Work instruction: Please copy, exactly as they appear below, the lines from the one containing "x=234, y=220" through the one containing "x=773, y=1021".

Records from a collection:
%%
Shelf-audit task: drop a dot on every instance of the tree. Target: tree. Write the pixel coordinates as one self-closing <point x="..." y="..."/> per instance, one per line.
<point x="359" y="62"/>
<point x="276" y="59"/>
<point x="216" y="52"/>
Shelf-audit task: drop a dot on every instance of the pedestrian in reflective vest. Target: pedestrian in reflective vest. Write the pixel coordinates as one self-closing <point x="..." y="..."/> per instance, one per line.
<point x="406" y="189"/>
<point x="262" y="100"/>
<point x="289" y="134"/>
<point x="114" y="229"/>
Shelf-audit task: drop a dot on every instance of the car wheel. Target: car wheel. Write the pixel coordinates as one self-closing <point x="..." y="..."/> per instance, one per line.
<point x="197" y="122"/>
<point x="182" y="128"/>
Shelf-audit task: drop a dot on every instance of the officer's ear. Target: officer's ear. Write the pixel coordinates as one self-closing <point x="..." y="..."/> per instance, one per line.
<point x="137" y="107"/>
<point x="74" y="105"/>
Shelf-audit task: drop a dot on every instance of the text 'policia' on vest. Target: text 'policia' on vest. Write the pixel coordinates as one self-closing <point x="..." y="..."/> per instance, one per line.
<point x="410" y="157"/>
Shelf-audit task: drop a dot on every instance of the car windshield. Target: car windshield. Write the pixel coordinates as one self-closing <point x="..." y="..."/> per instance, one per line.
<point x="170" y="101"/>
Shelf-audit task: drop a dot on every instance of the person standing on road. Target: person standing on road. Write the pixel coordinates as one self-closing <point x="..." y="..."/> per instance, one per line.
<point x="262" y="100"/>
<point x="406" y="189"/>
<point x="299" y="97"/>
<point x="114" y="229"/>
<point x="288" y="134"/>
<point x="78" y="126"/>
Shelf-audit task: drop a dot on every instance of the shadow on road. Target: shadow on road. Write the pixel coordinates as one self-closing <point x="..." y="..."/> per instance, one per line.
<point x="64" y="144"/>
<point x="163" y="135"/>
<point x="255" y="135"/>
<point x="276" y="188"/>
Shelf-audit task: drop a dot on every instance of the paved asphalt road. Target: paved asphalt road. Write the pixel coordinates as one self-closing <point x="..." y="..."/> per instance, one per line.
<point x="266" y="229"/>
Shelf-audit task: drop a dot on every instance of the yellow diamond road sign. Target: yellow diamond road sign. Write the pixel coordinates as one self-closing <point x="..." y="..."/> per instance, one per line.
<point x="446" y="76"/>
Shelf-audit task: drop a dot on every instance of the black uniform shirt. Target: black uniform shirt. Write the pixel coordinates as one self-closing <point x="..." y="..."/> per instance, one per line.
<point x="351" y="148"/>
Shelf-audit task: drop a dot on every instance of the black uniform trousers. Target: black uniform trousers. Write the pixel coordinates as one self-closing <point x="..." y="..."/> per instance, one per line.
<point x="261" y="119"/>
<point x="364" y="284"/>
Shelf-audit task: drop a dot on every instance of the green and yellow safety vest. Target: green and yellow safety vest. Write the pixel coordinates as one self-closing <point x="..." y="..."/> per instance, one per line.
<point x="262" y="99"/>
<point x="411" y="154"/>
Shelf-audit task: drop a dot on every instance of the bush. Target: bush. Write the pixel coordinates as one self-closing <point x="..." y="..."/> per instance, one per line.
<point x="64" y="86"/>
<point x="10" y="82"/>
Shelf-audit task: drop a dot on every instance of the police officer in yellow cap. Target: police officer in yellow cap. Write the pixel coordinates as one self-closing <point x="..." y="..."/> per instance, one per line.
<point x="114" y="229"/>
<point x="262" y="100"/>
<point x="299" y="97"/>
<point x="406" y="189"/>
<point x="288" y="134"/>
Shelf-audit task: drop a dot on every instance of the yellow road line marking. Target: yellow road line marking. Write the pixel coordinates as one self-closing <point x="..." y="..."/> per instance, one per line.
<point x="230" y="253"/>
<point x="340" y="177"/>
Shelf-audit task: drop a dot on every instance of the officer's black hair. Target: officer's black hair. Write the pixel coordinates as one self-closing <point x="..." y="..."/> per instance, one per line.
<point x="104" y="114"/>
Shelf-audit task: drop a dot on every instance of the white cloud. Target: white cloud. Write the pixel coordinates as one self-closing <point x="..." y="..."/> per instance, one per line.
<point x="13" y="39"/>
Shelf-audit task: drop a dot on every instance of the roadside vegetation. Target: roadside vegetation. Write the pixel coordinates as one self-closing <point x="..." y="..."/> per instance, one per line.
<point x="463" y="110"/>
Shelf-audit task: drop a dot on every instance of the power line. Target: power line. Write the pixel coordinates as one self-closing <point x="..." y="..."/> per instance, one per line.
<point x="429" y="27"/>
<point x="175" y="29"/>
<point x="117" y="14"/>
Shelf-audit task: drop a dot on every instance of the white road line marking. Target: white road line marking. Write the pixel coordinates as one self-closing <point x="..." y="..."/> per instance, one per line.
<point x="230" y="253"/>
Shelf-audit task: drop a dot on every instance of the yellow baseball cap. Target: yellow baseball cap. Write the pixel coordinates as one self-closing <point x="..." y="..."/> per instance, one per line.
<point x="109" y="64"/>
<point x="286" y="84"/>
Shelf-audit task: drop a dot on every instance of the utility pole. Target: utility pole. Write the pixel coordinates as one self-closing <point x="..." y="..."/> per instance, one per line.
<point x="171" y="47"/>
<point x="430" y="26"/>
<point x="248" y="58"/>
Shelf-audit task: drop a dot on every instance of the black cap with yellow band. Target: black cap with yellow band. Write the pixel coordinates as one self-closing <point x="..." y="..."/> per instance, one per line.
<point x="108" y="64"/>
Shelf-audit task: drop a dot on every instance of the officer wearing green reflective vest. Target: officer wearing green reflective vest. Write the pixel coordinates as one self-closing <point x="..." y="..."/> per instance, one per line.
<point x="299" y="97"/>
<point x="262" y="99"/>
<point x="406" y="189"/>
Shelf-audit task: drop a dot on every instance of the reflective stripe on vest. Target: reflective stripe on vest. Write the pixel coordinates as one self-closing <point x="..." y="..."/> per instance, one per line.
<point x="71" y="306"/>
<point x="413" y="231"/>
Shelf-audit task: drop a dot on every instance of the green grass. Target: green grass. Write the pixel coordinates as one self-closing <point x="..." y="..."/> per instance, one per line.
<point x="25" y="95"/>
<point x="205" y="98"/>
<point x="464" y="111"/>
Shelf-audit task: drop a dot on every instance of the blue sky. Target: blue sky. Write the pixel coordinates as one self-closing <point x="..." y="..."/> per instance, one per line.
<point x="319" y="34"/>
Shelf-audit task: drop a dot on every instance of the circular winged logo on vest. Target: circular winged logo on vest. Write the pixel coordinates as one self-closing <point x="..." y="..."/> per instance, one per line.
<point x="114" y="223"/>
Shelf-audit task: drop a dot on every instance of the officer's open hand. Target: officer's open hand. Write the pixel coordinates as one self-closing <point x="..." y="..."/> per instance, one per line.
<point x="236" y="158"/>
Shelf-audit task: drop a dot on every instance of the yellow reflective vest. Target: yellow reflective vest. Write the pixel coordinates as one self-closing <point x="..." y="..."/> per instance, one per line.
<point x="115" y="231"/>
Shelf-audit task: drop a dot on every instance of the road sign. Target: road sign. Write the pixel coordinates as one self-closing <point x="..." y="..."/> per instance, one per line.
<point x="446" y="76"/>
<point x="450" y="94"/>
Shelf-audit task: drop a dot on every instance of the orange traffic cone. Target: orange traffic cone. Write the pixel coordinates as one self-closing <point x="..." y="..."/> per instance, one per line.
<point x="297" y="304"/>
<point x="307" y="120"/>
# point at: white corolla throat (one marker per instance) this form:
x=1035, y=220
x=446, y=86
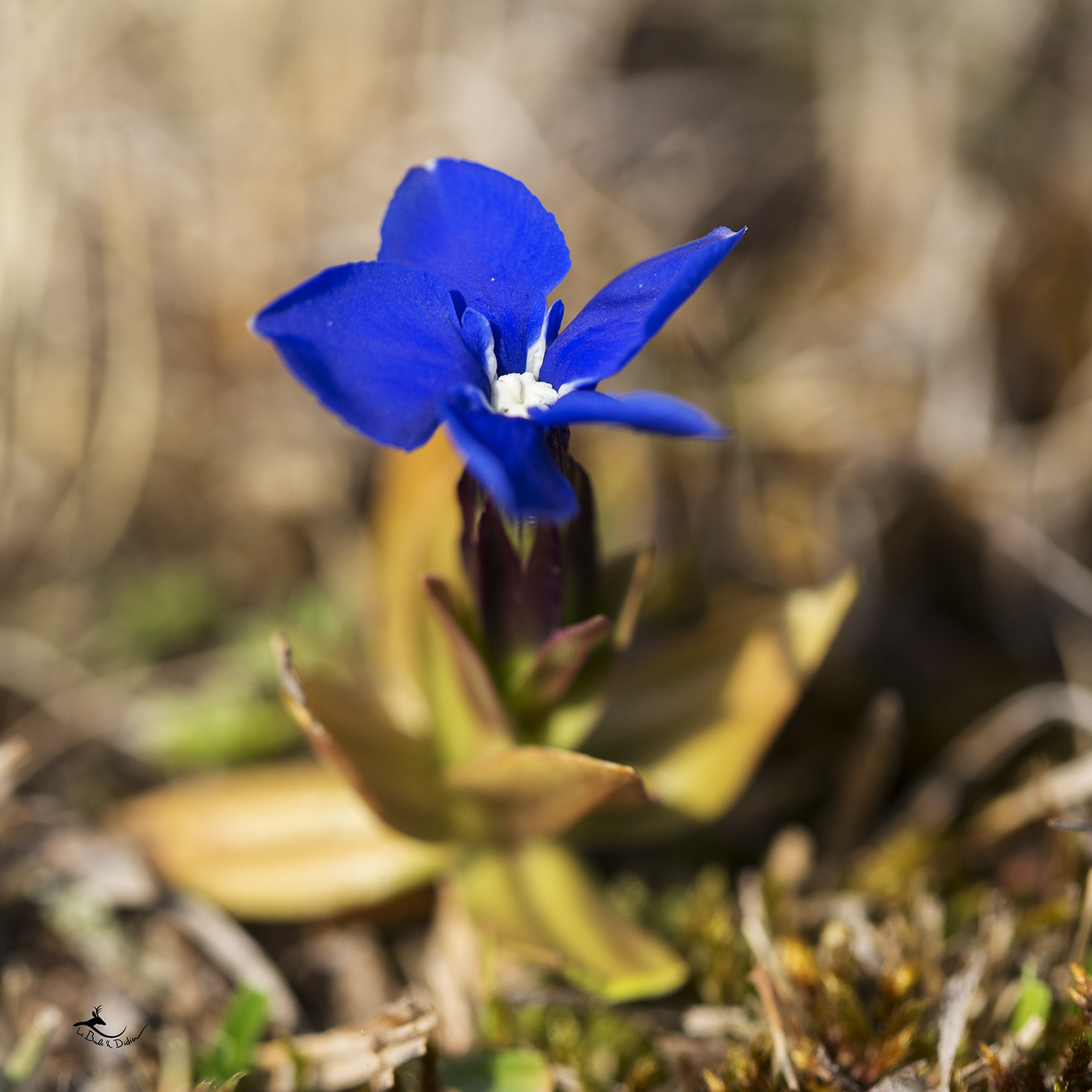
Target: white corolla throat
x=518, y=392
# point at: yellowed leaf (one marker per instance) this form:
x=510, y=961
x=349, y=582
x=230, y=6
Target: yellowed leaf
x=277, y=842
x=707, y=772
x=539, y=899
x=534, y=792
x=415, y=529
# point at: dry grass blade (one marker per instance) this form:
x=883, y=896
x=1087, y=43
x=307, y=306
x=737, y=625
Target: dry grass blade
x=954, y=1007
x=236, y=952
x=344, y=1057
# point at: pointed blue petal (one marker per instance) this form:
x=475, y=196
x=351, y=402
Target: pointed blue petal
x=478, y=334
x=485, y=236
x=622, y=317
x=648, y=411
x=509, y=458
x=376, y=344
x=554, y=321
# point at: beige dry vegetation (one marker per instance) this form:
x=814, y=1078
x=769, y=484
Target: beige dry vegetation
x=903, y=343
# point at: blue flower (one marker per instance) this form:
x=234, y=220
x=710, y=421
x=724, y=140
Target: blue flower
x=451, y=325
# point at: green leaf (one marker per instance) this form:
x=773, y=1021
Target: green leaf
x=244, y=1026
x=539, y=899
x=556, y=665
x=535, y=792
x=164, y=611
x=395, y=773
x=222, y=723
x=502, y=1072
x=569, y=724
x=280, y=842
x=1034, y=1002
x=467, y=713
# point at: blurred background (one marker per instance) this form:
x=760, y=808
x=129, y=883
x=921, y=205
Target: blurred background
x=901, y=342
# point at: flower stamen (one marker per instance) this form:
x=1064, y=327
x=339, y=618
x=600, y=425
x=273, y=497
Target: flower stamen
x=518, y=392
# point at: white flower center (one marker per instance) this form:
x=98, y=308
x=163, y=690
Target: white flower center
x=518, y=392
%%
Output for this task:
x=234, y=220
x=710, y=421
x=724, y=140
Target: blue flower
x=451, y=325
# point at: green leaf (one marker per instance) this form:
x=773, y=1021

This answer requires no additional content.